◆ **Qué hacer**
(1) Responde a partir del texto seleccionado:
(a) ¿En qué año aparecieron tres tipos muertos en un zanjón?
(b) ¿Qué arma usaron los tres condenados para escapar?
(c) ¿Qué informó a la prensa el funcionario Ritonto?
(2) Indica cuántas líneas de las entradas contienen la palabra "sock". Responde solo con el número.

◆ **Texto seleccionado**
((
El Opa aclara,
antes de que el lector se enerve por un ataque de literalidad, que con la
palabra milicos no se refiere a los tristemente célebres militares argentinos,
casta de prosapia asesina, venal e inoperante. Se refiere a los policías, que
son… oh, vaya coincidencia. Igual, se refiere a los policías de pueblo, esos
que matean con los vecinos y que generalmente son tipos confiables. Al menos
hasta que los compra el de la estación de servicio, que se entongó con el concejal
para vender merca.
Recuerda el Opa
que en 2008 aparecieron tres tipos muertos en un zanjón. Traficantes novatos en
un mercado que siempre tiene una pata dentro del charco de la ilegalidad,
quisieron acostar a un tiburón que, circunstancialmente, era el Jefe de Gabinete
de Ella, la Faraona. El Jefe de Gabinete está profundamente implicado en el
crimen: el Opa ha estudiado el caso cuando escribió su primera novela, y sobre
los vínculos referidos hablaban incluso hasta los diarios que luego se
volverían furiosamente oficialistas. A los muertos los tuvieron durante tres
días en las heladeras del club que preside, en ocasiones por interpósita
persona, el susodicho funcionario. Que además ha sido jefe de los tres
condenados por el crimen, tanto en el empleo público como en la militancia
partidaria y en el tráfico de efedrina. Los tipos estaban presos, condenados,
al horno.
Al asumir, la
nueva gobernadora se entretuvo esquivando las zancadillas del peronismo
bonaerense y se olvidó de tomar el control del sistema penitenciario
bonaerense, ese archipiélago Gulag de torturas y negociados. En ese momento se
“escaparon” los tres condenados, usando un arma de juguete y robando un triste
Fiat 128 que tuvieron que empujar para que arranque. Hasta acá, una operación
de la mafia bonaerense, que puede pasarle a cualquiera.
Sin embargo,
cuando los funcionarios del área de seguridad de la provincia debieron moverse
con cautela, responsabilidad y rapidez, les ganó el reflejo pavote de la
campaña permanente. Adictos a la imagen, militantes de la selfie y la
espontaneidad bien maquillada, se dedicaron a vender humo y prometer resultados
espectaculares. Cuando tuvieron alguna información sobre el paradero de los
prófugos, el funcionario Ritonto aprovechó la volada para informar a la prensa
que la captura era inminente. Como suele ocurrir con los que posan empavesados como
sheriff de cotillón, los prófugos ya se habían escapado también de ese lugar
donde preveían atraparlos.
))
◆ **Entradas de un conjunto de anotación por puntos**
((
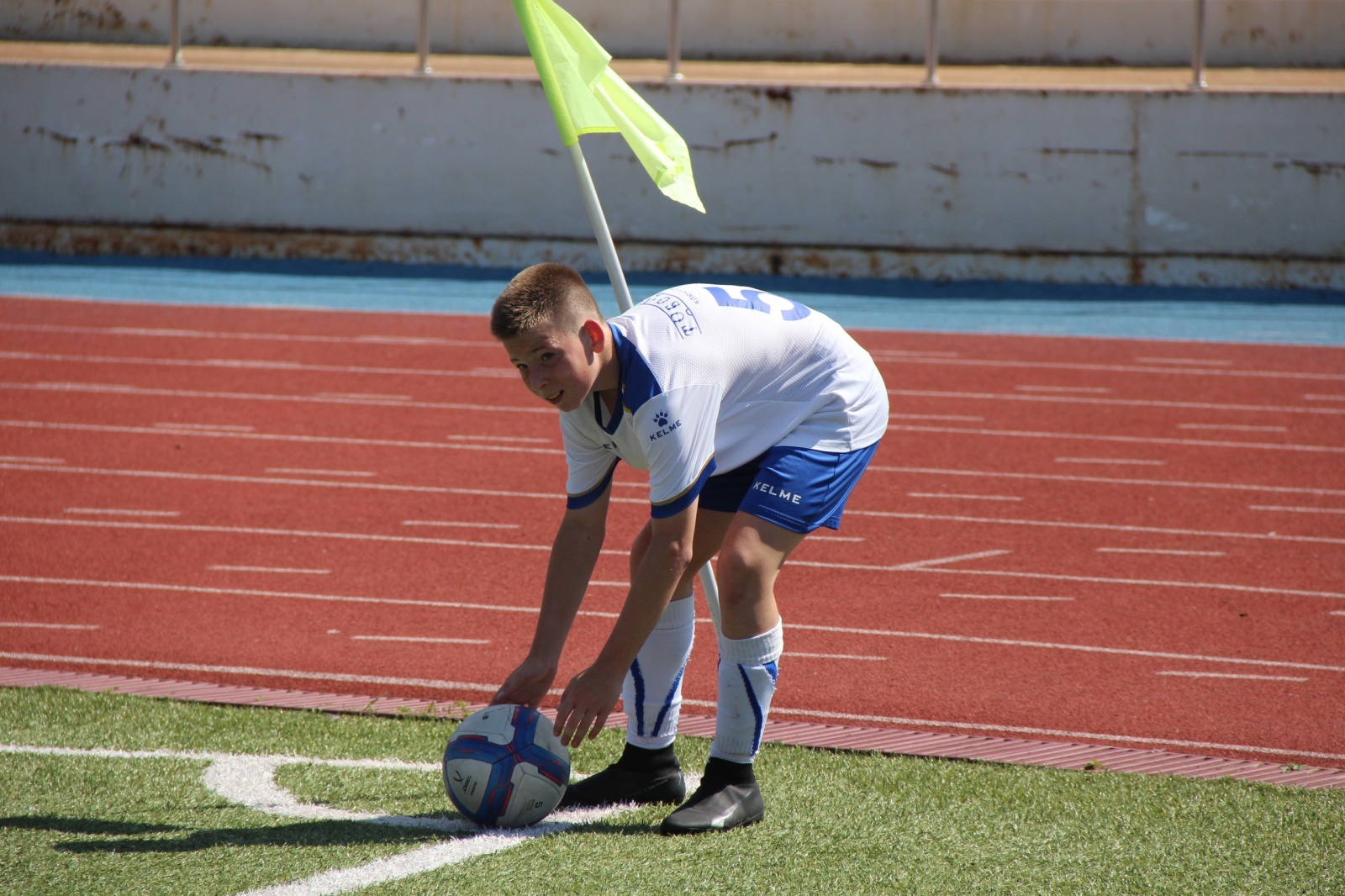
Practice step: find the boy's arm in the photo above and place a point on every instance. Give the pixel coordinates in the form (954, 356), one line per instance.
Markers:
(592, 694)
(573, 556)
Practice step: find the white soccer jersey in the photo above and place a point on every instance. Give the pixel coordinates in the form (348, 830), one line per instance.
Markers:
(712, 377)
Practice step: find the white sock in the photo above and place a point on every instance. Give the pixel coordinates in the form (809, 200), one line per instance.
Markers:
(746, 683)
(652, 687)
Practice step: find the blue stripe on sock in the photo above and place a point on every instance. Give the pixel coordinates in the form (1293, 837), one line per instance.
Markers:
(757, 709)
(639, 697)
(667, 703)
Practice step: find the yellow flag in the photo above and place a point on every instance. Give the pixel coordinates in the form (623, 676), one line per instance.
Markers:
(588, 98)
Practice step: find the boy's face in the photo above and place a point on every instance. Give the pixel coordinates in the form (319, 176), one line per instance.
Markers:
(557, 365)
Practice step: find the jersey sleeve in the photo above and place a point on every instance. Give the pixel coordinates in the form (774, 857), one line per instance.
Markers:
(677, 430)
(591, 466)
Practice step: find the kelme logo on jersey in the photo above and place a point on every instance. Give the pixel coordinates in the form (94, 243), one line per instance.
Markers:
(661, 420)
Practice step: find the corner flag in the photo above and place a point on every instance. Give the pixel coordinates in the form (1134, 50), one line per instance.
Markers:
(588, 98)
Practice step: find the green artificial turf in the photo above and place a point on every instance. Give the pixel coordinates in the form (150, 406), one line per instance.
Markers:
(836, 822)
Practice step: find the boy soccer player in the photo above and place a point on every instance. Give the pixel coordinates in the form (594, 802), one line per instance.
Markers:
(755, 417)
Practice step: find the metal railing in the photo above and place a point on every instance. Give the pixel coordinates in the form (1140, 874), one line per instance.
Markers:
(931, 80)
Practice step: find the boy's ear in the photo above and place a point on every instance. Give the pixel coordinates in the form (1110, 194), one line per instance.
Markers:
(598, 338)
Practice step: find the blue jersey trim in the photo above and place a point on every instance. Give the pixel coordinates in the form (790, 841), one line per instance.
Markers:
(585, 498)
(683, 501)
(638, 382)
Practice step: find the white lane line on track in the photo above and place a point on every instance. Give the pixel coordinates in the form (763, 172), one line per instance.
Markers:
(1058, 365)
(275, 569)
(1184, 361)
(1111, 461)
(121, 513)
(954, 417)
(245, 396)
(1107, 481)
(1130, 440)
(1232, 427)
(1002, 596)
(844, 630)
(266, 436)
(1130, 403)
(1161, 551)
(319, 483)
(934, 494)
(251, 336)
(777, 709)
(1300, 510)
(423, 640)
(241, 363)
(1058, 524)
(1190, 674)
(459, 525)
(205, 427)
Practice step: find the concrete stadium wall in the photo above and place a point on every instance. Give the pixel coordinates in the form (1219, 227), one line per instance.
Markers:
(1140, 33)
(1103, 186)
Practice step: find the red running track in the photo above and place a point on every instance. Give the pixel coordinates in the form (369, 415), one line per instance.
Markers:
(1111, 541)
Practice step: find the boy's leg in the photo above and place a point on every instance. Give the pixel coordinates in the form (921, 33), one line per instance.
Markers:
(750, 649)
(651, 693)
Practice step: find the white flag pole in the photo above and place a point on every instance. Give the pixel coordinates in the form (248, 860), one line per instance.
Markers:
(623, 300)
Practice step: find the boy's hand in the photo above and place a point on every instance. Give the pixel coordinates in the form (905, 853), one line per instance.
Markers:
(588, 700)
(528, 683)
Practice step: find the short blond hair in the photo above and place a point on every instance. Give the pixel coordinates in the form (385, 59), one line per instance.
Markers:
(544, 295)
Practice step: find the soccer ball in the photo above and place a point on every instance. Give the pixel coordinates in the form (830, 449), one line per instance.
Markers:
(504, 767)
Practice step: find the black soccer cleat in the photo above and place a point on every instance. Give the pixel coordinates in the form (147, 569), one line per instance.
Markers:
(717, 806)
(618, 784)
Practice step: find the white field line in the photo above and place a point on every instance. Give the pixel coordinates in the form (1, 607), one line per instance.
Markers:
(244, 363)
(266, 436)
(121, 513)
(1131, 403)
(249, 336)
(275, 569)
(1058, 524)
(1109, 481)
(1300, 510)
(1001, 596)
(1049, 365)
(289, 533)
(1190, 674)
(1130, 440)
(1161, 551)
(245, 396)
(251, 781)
))
◆ **Soluciones**
(1)
(a) En 2008.
(b) Un arma de juguete.
(c) Que la captura era inminente.

(2) 2